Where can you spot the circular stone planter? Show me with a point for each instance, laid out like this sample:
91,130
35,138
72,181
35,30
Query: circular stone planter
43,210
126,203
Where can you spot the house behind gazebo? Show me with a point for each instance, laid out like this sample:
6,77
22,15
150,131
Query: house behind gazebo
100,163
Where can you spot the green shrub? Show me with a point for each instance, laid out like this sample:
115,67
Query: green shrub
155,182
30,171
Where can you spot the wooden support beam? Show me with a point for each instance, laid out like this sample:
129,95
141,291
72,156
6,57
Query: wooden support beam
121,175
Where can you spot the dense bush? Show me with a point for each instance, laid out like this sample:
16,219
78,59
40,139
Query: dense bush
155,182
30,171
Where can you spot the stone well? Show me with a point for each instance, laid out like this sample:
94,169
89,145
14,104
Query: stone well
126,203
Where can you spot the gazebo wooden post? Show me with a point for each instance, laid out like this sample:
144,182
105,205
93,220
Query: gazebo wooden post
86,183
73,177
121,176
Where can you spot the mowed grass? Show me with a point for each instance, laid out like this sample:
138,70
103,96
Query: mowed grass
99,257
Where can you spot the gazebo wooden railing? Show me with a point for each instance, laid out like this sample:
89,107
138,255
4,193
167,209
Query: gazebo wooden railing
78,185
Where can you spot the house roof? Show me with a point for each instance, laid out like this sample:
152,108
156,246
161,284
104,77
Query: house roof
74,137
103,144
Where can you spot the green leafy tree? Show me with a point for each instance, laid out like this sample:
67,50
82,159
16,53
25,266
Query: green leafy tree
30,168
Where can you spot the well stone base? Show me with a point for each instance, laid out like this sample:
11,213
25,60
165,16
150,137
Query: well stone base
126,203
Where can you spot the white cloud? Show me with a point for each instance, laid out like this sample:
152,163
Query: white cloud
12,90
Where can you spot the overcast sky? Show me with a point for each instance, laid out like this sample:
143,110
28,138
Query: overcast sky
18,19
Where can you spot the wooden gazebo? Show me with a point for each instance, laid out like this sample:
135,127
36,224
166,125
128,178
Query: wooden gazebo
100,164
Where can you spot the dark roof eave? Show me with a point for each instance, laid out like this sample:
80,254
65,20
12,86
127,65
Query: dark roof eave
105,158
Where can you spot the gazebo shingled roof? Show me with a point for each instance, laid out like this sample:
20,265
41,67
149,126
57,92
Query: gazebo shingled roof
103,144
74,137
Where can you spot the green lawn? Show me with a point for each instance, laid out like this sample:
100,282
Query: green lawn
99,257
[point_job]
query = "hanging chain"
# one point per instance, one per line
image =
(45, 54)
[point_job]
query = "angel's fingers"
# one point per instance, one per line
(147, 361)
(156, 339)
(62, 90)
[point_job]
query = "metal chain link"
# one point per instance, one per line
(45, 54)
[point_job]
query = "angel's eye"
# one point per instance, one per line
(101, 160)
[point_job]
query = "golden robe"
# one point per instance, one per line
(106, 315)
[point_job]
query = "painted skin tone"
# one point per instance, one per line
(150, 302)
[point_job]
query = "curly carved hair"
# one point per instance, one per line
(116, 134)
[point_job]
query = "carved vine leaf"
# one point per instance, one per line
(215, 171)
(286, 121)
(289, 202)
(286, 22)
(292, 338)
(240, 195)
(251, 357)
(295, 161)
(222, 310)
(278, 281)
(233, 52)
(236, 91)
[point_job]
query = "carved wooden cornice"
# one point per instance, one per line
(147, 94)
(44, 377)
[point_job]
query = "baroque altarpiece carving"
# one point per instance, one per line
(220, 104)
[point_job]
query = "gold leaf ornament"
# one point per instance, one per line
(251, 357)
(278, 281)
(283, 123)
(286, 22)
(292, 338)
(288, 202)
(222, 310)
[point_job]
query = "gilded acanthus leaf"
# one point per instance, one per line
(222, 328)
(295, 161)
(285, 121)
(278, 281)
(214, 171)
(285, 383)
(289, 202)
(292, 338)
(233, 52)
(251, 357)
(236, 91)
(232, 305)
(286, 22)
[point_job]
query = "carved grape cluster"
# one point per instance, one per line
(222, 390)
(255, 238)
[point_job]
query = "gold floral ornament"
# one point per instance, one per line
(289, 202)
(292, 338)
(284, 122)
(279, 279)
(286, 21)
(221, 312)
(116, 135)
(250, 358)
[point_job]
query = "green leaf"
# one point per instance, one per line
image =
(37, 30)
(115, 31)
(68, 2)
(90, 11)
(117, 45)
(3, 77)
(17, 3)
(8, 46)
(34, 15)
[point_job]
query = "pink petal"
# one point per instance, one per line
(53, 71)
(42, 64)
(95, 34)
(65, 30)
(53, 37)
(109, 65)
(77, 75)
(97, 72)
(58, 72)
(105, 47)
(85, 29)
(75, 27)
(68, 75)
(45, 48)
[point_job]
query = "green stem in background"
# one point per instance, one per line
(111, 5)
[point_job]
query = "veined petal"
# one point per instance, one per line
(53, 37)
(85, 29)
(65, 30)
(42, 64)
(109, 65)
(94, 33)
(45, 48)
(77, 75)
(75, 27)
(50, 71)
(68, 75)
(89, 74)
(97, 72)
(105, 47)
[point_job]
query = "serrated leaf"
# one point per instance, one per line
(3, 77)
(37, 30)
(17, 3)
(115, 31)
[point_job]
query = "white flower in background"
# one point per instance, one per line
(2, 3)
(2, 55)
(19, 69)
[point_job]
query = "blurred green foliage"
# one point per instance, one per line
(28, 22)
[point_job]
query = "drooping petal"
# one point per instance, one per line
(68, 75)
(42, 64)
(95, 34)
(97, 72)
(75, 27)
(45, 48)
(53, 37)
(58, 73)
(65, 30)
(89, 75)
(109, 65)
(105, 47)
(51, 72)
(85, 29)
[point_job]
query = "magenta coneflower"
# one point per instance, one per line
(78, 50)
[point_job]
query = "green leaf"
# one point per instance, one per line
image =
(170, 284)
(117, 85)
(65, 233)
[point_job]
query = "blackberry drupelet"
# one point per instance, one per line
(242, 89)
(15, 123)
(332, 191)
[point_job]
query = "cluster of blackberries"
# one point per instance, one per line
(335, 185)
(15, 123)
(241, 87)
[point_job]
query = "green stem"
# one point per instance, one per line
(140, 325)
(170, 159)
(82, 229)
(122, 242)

★ ★ ★

• What the task requires: Count the lines in the rows above that contain the string "angel", matching case exactly. Reply with the number only.

• Answer to this problem: 2